## Short problem
Arrange the lines below as a Markdown table with a Row column holding the row number and a Text column holding the line, and leave out any blank lines.

## Input records
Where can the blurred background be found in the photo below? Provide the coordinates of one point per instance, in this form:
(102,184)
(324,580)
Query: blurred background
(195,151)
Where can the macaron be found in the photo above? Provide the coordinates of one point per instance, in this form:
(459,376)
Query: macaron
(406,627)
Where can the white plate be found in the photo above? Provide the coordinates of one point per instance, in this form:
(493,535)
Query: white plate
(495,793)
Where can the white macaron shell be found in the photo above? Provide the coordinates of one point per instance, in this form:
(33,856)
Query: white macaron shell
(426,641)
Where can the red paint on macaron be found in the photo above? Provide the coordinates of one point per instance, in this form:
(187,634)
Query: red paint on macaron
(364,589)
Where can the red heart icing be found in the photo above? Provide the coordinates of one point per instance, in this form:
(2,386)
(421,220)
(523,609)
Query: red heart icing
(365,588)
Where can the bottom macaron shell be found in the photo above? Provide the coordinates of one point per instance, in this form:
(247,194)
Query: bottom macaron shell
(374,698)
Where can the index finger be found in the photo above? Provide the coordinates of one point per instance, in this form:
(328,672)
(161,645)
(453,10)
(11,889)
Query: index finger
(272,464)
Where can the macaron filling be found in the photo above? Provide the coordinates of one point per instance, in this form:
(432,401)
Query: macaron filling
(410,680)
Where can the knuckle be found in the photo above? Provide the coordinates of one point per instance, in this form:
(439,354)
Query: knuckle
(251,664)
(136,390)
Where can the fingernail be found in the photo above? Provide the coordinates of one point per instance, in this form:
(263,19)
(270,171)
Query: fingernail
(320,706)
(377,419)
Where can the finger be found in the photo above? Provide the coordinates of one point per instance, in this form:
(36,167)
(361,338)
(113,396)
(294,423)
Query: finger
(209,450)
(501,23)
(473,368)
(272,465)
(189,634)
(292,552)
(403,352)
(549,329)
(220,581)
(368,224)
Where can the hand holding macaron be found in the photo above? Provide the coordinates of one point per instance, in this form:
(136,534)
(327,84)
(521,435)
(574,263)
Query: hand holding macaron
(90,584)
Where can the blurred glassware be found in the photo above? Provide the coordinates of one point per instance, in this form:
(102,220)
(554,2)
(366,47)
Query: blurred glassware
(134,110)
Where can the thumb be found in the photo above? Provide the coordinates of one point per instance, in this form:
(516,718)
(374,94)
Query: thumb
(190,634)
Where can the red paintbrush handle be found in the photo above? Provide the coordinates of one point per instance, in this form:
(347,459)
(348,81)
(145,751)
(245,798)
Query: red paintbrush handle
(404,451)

## Exercise response
| Row | Text |
|---|---|
| 1 | Where can the blurred background be found in the photo below? Provide the coordinates of one point per instance, in this form: |
| 2 | (102,184) |
| 3 | (324,580) |
| 4 | Query: blurred background |
| 5 | (195,151) |
| 6 | Where can the macaron be found in the photo above? Provide the coordinates of one point per instance, in this form: |
| 7 | (459,376) |
| 8 | Query: macaron |
| 9 | (406,627) |
| 10 | Where can the white plate be found in the photo above? Provide the coordinates of one point per instance, in this form: |
| 11 | (493,535) |
| 12 | Query: white plate |
| 13 | (495,793) |
| 14 | Where can the white macaron shell be found in the photo above? Provide the coordinates of one point per instance, in this form: |
| 15 | (33,856) |
| 16 | Query: white macaron shell |
| 17 | (426,641) |
| 18 | Where can the red paint on macaron be found in the photo above? Provide the coordinates of one point per instance, in this form: |
| 19 | (187,634) |
| 20 | Query: red paint on macaron |
| 21 | (364,589) |
| 22 | Where can the red heart icing be found in the photo above? Provide the coordinates of one point per instance, in this form: |
| 23 | (2,386) |
| 24 | (421,220) |
| 25 | (523,609) |
| 26 | Query: red heart icing |
| 27 | (365,588) |
| 28 | Where can the bottom macaron shell be found in the photo above? Provide the coordinates of one point per instance, in this form: |
| 29 | (247,194) |
| 30 | Query: bottom macaron shell |
| 31 | (374,698) |
| 32 | Where can the index finger be found in the photo above? Provide the coordinates of one point per instance, in this form: |
| 33 | (328,672) |
| 34 | (161,645) |
| 35 | (453,10) |
| 36 | (11,889) |
| 37 | Query: index finger |
| 38 | (272,464) |
| 39 | Where can the macaron filling be found in the photo above? Provide the coordinates of one point per instance, in this form: |
| 40 | (432,401) |
| 41 | Query: macaron filling |
| 42 | (410,680) |
| 43 | Where can the knuckle be found in the photo above? Provide the coordinates of one point per instance, in this form: |
| 44 | (439,354) |
| 45 | Query: knuckle |
| 46 | (251,664) |
| 47 | (136,390) |
| 48 | Where can the fingernail be found in the photo above? Provide the coordinates of one point per instance, in this form: |
| 49 | (263,19) |
| 50 | (270,171) |
| 51 | Query: fingernail |
| 52 | (320,706) |
| 53 | (377,419) |
| 54 | Where can the finger be found in the photo above? Provide the coordinates of one point per instance, in this form: |
| 55 | (36,167) |
| 56 | (361,338) |
| 57 | (113,396) |
| 58 | (294,423) |
| 59 | Query: finger |
| 60 | (209,450) |
| 61 | (501,23) |
| 62 | (473,368) |
| 63 | (272,465) |
| 64 | (189,634) |
| 65 | (292,552) |
| 66 | (403,352) |
| 67 | (549,329) |
| 68 | (220,581) |
| 69 | (368,224) |
| 70 | Where can the hand holding macaron be found in the photo above? Provide the coordinates of one point per instance, in this form: |
| 71 | (136,534) |
| 72 | (327,84) |
| 73 | (521,435) |
| 74 | (574,263) |
| 75 | Query: hand holding macaron |
| 76 | (90,584) |
| 77 | Where can the blurred glassware be found in the photo above? Provide the coordinates of one point per instance, in this form: |
| 78 | (102,220) |
| 79 | (554,2) |
| 80 | (366,47) |
| 81 | Query: blurred glassware |
| 82 | (134,110) |
| 83 | Where can the thumb be found in the photo above? Provide the coordinates of one point per instance, in this form: |
| 84 | (516,718) |
| 85 | (374,94) |
| 86 | Query: thumb |
| 87 | (190,634) |
| 88 | Where can the red paintbrush handle be found in the photo above? Provide the coordinates of one point per instance, in this form: |
| 89 | (347,459) |
| 90 | (348,81) |
| 91 | (145,751) |
| 92 | (245,798) |
| 93 | Query: red paintbrush handle |
| 94 | (404,451) |